*** RECORDED DATA Section Begins ***

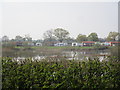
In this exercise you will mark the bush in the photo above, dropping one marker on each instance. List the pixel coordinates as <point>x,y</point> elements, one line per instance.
<point>60,74</point>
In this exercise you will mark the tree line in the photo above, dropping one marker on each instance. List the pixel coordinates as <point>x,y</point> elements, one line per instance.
<point>60,34</point>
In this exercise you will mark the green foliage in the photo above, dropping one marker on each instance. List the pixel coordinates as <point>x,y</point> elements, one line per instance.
<point>81,38</point>
<point>93,37</point>
<point>60,74</point>
<point>61,34</point>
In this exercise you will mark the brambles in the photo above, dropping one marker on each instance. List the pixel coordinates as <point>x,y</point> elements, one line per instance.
<point>60,74</point>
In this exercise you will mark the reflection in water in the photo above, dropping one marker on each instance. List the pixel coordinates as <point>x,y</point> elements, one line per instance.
<point>70,55</point>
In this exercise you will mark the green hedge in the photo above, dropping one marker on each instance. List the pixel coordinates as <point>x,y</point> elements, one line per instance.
<point>60,74</point>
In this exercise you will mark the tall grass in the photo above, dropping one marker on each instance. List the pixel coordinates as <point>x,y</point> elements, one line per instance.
<point>60,73</point>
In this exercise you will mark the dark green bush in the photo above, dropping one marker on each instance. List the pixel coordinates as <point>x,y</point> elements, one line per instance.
<point>60,74</point>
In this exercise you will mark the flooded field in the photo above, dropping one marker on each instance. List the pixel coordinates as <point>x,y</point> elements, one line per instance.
<point>43,53</point>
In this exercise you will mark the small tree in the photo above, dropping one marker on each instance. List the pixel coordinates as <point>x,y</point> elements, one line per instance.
<point>113,36</point>
<point>81,38</point>
<point>93,37</point>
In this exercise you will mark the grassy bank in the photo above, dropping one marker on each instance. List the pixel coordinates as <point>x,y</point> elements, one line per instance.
<point>61,74</point>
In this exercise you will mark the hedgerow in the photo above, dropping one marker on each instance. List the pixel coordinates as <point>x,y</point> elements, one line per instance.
<point>60,74</point>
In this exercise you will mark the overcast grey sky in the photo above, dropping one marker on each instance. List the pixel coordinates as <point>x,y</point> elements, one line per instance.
<point>35,18</point>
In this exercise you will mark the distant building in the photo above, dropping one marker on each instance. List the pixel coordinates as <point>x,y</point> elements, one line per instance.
<point>77,44</point>
<point>38,44</point>
<point>114,43</point>
<point>88,43</point>
<point>60,44</point>
<point>19,44</point>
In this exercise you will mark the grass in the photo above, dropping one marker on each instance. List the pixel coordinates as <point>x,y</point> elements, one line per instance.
<point>57,47</point>
<point>60,74</point>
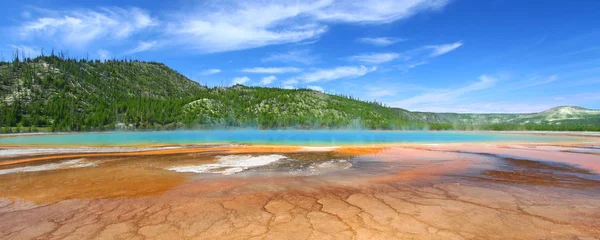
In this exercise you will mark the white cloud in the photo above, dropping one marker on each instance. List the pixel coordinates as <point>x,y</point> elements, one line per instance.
<point>80,27</point>
<point>240,80</point>
<point>445,96</point>
<point>316,88</point>
<point>28,51</point>
<point>210,71</point>
<point>296,56</point>
<point>236,25</point>
<point>233,25</point>
<point>272,70</point>
<point>438,50</point>
<point>103,54</point>
<point>335,73</point>
<point>26,14</point>
<point>379,41</point>
<point>375,11</point>
<point>375,58</point>
<point>143,46</point>
<point>414,65</point>
<point>377,92</point>
<point>536,81</point>
<point>268,80</point>
<point>290,81</point>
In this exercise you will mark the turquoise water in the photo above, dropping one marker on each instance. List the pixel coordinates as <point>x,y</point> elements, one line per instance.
<point>272,137</point>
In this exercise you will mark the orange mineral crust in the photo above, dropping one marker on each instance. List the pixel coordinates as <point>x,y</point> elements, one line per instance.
<point>451,191</point>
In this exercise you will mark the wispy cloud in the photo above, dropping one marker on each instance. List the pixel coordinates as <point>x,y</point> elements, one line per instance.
<point>536,81</point>
<point>438,50</point>
<point>296,56</point>
<point>80,27</point>
<point>445,96</point>
<point>375,11</point>
<point>379,41</point>
<point>27,51</point>
<point>316,88</point>
<point>210,71</point>
<point>271,70</point>
<point>335,73</point>
<point>268,80</point>
<point>290,81</point>
<point>237,25</point>
<point>240,80</point>
<point>143,46</point>
<point>103,54</point>
<point>374,58</point>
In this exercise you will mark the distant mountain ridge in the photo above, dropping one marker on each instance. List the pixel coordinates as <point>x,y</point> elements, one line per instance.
<point>53,93</point>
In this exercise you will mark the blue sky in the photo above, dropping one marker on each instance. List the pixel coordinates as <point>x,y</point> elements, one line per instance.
<point>425,55</point>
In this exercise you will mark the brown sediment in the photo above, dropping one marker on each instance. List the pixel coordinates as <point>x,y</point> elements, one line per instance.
<point>391,193</point>
<point>199,150</point>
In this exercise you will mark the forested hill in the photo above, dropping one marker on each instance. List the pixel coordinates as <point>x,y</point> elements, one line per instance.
<point>54,93</point>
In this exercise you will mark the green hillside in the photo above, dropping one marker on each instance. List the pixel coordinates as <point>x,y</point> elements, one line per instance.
<point>53,93</point>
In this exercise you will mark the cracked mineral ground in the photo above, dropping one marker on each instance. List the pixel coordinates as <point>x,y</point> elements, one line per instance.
<point>445,191</point>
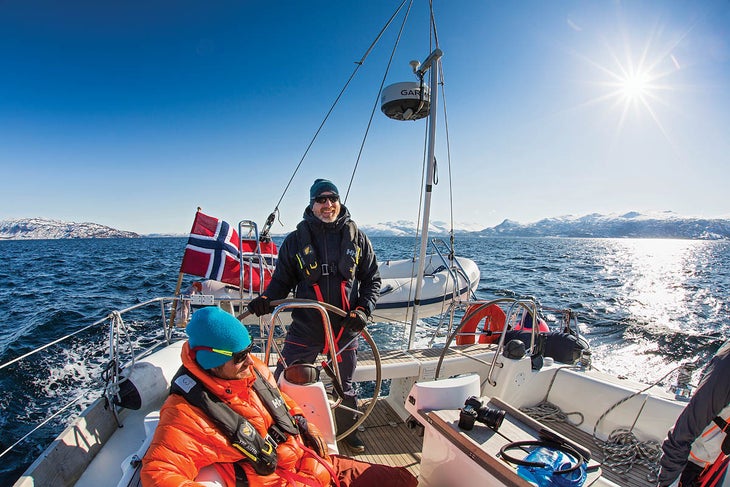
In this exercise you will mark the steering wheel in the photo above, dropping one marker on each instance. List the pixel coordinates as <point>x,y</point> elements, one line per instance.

*** RECORDED DATA Section Ends ***

◆ **TASK GOAL**
What you give back must match the material above exactly, minus its pictures.

◆ **WRITTEN RESPONSE**
In this exercise you will mark the bush in the photo above, dropping one marker on each instance. List the pixel coordinates as <point>x,y</point> elements, one line per instance.
<point>60,74</point>
In this exercise you will mark the tree line in the photo above, dropping one marker on each instance. List the pixel coordinates as <point>x,y</point> elements, one line per instance.
<point>60,34</point>
In this exercise you will mark the green foliage in the photo above, dropping one marker on each instance. List the pixel coordinates as <point>x,y</point> elements, one line per instance.
<point>81,38</point>
<point>93,37</point>
<point>60,74</point>
<point>61,34</point>
In this exercise you will mark the brambles in the photo above, dropping one marker on each instance. List the pixel coordinates as <point>x,y</point> elements, one line per instance.
<point>60,74</point>
In this exercise you will mark the reflection in water in the photo above, dropping one marker on each instance. List the pixel coordinates as <point>x,y</point> elements, one line per instance.
<point>70,55</point>
In this exercise you will mark the green hedge in the photo above, dropping one marker on each instance. List the pixel coordinates as <point>x,y</point> elements, one line per instance.
<point>60,74</point>
In this exercise you will mark the tall grass in the photo above, dropping one marker on each instance. List the pixel coordinates as <point>x,y</point> elements, one line per instance.
<point>60,73</point>
In this exercise you will mark the dark green bush in the photo above, dropping one marker on each instance. List the pixel coordinates as <point>x,y</point> elements, one line per instance.
<point>60,74</point>
In this exercise you will mark the flooded field in the photo above, dropping one marker on each instance. List the pixel coordinates as <point>x,y</point> elements, one line per instance.
<point>43,53</point>
In this exercise you will mark the small tree in the photo above, dropping one marker on each instance. List the pixel coordinates as <point>x,y</point> elements, one line per instance.
<point>113,36</point>
<point>81,38</point>
<point>93,37</point>
In this exercise you will mark the grassy bank in the photo above, dropping one marker on each instance. List the pixel coordinates as <point>x,y</point> elements, one line per instance.
<point>61,74</point>
In this exercise you will mark the hedgerow in the photo above, dropping one marker on each instance. List the pixel coordinates as <point>x,y</point> elements, one line per instance.
<point>60,74</point>
In this exercise you will mark the overcast grey sky in the photo above, dropping one marker on each instance. List the pixel coordinates as <point>x,y</point> elements, one line per instance.
<point>35,18</point>
In this exercise you will mark the distant building in the photo above, dropping one marker on each instance. List the pixel coordinates as <point>x,y</point> elements, one line per instance.
<point>77,44</point>
<point>38,44</point>
<point>114,43</point>
<point>88,43</point>
<point>60,44</point>
<point>19,44</point>
In this exercise you will mark the grass in the photo above, dropping one marker on each instance. List the pixel coordinates as <point>x,y</point> elements, one line per instance.
<point>57,47</point>
<point>60,74</point>
In this exercise you will mark the white cloud in the photo above, dropping one marker on each instance. List the pixel coordinates as <point>x,y</point> elements, one line per instance.
<point>80,27</point>
<point>240,80</point>
<point>445,96</point>
<point>316,88</point>
<point>28,51</point>
<point>210,71</point>
<point>296,56</point>
<point>236,25</point>
<point>233,25</point>
<point>272,70</point>
<point>438,50</point>
<point>103,54</point>
<point>335,73</point>
<point>26,14</point>
<point>379,41</point>
<point>375,11</point>
<point>375,58</point>
<point>143,46</point>
<point>414,65</point>
<point>377,92</point>
<point>536,81</point>
<point>268,80</point>
<point>290,81</point>
In this exercise you will mark the turquoise water in the photo above, dropping one marker on each instance. List the pixel coordinates as <point>x,y</point> elements, one line per instance.
<point>272,137</point>
In this exercise you will mark the orange mineral crust in the photo above, dropping one marker on each instance. List the pixel coordinates as <point>x,y</point> elements, one line per instance.
<point>451,191</point>
In this exercise you will mark the wispy cloud in the photo above, dropping one marker on each instance. List the pixel coordinates as <point>x,y</point> elements, one line per instance.
<point>536,81</point>
<point>438,50</point>
<point>296,56</point>
<point>80,27</point>
<point>445,96</point>
<point>375,11</point>
<point>379,41</point>
<point>27,51</point>
<point>316,88</point>
<point>210,71</point>
<point>271,70</point>
<point>335,73</point>
<point>268,80</point>
<point>290,81</point>
<point>237,25</point>
<point>240,80</point>
<point>143,46</point>
<point>103,54</point>
<point>374,58</point>
In this exercise you will mark the distant mountain ridge in the photo above, dropping one marker on each instance. List the pixel coordinates as <point>x,y</point> elements, one line per instance.
<point>53,93</point>
In this exercise you will mark the blue sky in the photo above, dropping one marker on each instance. List the pixel coordinates as <point>x,y</point> elements, one line per instance.
<point>425,55</point>
In this exercise you will mark the brown sediment in the photo above, dropping one marker on each instance. List the pixel coordinates as <point>x,y</point> elements, one line per instance.
<point>391,193</point>
<point>199,150</point>
In this exercise you will mark the forested hill in the photo above, dropping one marker on each instance. List the pixel coordinates as <point>x,y</point> elements, one line per instance.
<point>54,93</point>
In this exercise you will mark the green hillside in the photo above, dropping one marker on each instance. List the pixel coordinates as <point>x,y</point> elements, one line per instance.
<point>53,93</point>
In this exercise you will mark the cracked mineral ground in the photo above, dropping one marker on each instance. List the pixel coordinates as <point>x,y</point> elements, one line per instance.
<point>445,191</point>
In this exercise you will mark the steering wheel in the photo above, dropping one marker on each instance. List the pixel coordinates as <point>x,y</point> elements, one line per instance.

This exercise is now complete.